- WRITTEN TASK -
Please write the next part of the forum discussion on software subscription pricing, starting after its final sentence.

- TEXT EXCERPT -
## Start

Without commenting on the specific of Google Workspace, in general, this makes sense if you’ve added a bunch of additional value.

In fact, ironically, Slack’s antitrust complaint against MS re: Teams is precisely the fact that they bundled all this additional functionality in without charging extra for it.




I think what your parent is saying (at least how I read it) is in the context of comparing it to boxed software. I buy MS Word 1995 for $100. Then they release added value and box it up as MS Word 1998 for $100. Then they release added value and box it up as MS Word 2000 for $100.

Now we pay $10/mo. If you average it out, it's not too different than just paying for the added value as it grows.

And worse, if I cancel I don't keep to keep using it without the added value. So I'm painted in a corner. It's objectively worse in that sense.


You also pay for hosting of that software service (availability, security, etc.).


There should be a host component and a build component. Unless they increase the rate of development (they didn’t) it shouldn’t be a reason for a price increase.

## End

- Stored items from a collection -
## Start

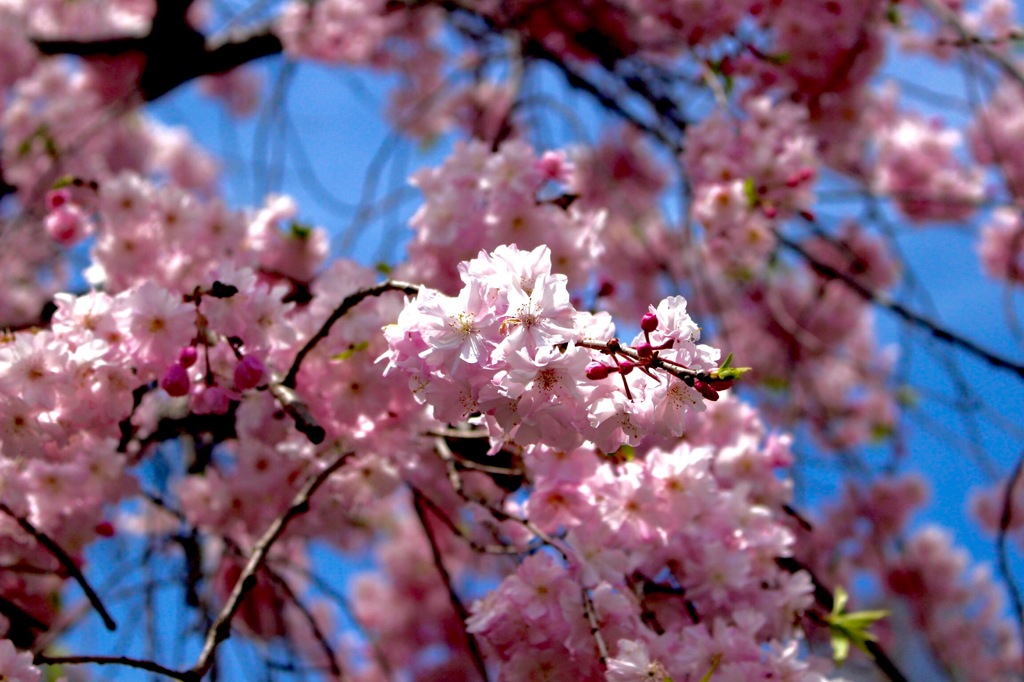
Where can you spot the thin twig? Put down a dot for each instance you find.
(66, 562)
(595, 628)
(1005, 62)
(1000, 545)
(901, 310)
(329, 652)
(43, 659)
(498, 549)
(460, 608)
(220, 629)
(825, 599)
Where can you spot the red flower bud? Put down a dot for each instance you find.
(249, 373)
(187, 356)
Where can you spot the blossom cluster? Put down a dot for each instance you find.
(510, 346)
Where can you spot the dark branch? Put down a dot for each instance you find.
(66, 562)
(1000, 545)
(220, 629)
(174, 51)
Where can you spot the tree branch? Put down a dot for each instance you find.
(66, 562)
(347, 304)
(43, 659)
(220, 629)
(174, 51)
(460, 608)
(901, 310)
(1000, 545)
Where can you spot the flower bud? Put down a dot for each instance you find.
(706, 390)
(187, 356)
(212, 400)
(598, 371)
(721, 384)
(249, 373)
(175, 381)
(65, 224)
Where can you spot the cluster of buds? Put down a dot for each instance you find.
(645, 356)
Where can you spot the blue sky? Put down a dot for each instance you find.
(336, 119)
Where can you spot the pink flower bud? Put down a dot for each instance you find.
(187, 356)
(249, 373)
(65, 224)
(648, 323)
(706, 390)
(175, 381)
(598, 371)
(552, 166)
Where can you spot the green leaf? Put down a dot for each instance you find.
(300, 231)
(726, 373)
(352, 349)
(852, 628)
(751, 192)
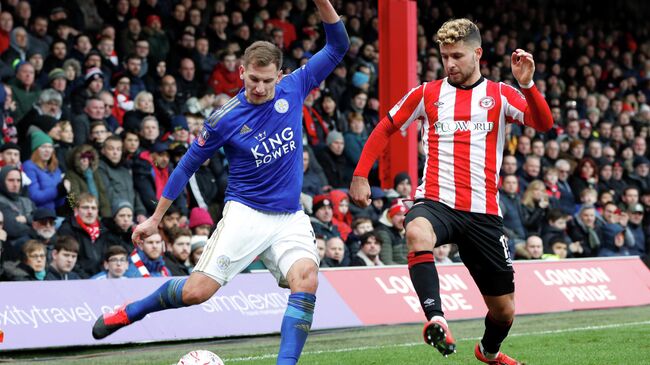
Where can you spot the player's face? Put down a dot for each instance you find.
(259, 82)
(461, 62)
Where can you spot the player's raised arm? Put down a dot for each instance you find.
(537, 113)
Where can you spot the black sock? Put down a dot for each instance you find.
(424, 276)
(495, 332)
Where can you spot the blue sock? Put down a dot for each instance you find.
(169, 295)
(295, 327)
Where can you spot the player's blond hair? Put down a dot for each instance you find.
(262, 53)
(456, 30)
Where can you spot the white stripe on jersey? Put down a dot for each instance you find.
(446, 180)
(477, 150)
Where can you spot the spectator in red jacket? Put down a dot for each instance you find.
(225, 77)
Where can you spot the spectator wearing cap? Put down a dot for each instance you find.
(369, 251)
(93, 84)
(200, 222)
(116, 262)
(117, 178)
(25, 90)
(42, 229)
(390, 231)
(46, 189)
(132, 68)
(158, 40)
(321, 221)
(225, 77)
(167, 104)
(16, 209)
(150, 174)
(637, 244)
(84, 178)
(86, 228)
(336, 167)
(640, 177)
(120, 224)
(143, 106)
(64, 258)
(178, 251)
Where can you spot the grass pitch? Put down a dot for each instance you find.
(615, 336)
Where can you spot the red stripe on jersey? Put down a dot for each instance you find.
(490, 169)
(462, 142)
(431, 96)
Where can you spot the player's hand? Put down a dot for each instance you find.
(144, 230)
(523, 66)
(360, 191)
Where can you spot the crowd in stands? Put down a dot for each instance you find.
(100, 99)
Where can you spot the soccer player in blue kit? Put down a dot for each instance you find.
(260, 130)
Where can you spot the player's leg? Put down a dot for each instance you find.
(296, 323)
(293, 260)
(486, 255)
(174, 293)
(423, 228)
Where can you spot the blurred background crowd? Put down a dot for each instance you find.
(100, 99)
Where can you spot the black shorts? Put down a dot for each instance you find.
(482, 244)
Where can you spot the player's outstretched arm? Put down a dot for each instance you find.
(327, 12)
(377, 142)
(538, 115)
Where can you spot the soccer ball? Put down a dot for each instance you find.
(200, 357)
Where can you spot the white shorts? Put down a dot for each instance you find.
(279, 239)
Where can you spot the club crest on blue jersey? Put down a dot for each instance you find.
(281, 106)
(203, 137)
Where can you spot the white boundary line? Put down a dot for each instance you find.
(364, 348)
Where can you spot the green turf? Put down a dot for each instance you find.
(617, 336)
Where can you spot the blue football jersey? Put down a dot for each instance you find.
(263, 142)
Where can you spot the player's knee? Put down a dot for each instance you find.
(195, 295)
(419, 238)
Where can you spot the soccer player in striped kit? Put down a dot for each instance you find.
(260, 130)
(464, 119)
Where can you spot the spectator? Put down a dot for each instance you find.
(16, 209)
(86, 228)
(143, 107)
(84, 177)
(391, 233)
(64, 257)
(47, 189)
(120, 225)
(368, 254)
(147, 259)
(583, 229)
(334, 252)
(567, 198)
(116, 263)
(32, 265)
(225, 77)
(334, 163)
(117, 178)
(360, 226)
(321, 222)
(200, 222)
(178, 251)
(613, 241)
(25, 91)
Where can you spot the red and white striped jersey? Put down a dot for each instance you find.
(463, 133)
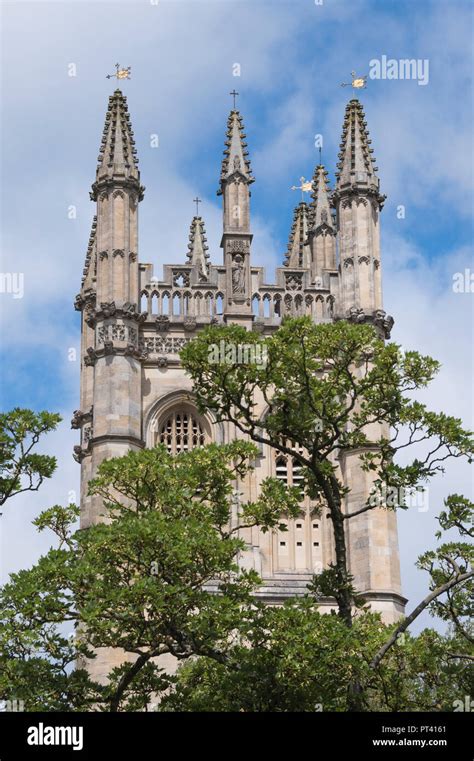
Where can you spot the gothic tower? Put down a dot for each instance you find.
(134, 392)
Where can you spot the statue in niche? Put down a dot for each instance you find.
(238, 275)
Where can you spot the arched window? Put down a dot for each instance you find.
(181, 431)
(289, 470)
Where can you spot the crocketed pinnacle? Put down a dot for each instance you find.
(235, 159)
(90, 264)
(356, 164)
(197, 253)
(320, 213)
(117, 158)
(299, 253)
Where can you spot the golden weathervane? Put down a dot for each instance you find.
(305, 187)
(357, 83)
(120, 73)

## End

- ANSWER TO THIS EXERCISE -
This seems like they are using a marketing plan from the boxed software days to justify a price increase today. I wonder if there’s a 90s Microsoft person who was tasked with a back strategy after Google decided they wanted higher profits or slower growth or some reason that has nothing to do with reflecting value.


And that’s fair.. but worth pointing out I bought Diablo 2 Resurrected which I almost exclusively play online. Unless they release an expansion then I’m done paying them money.

I think there’s some places where SaaS makes a lot of sense. And storage costs and high data transfer volume…. It makes sense.

There’s a balance. Modern software leans too heavily to subscriptions though.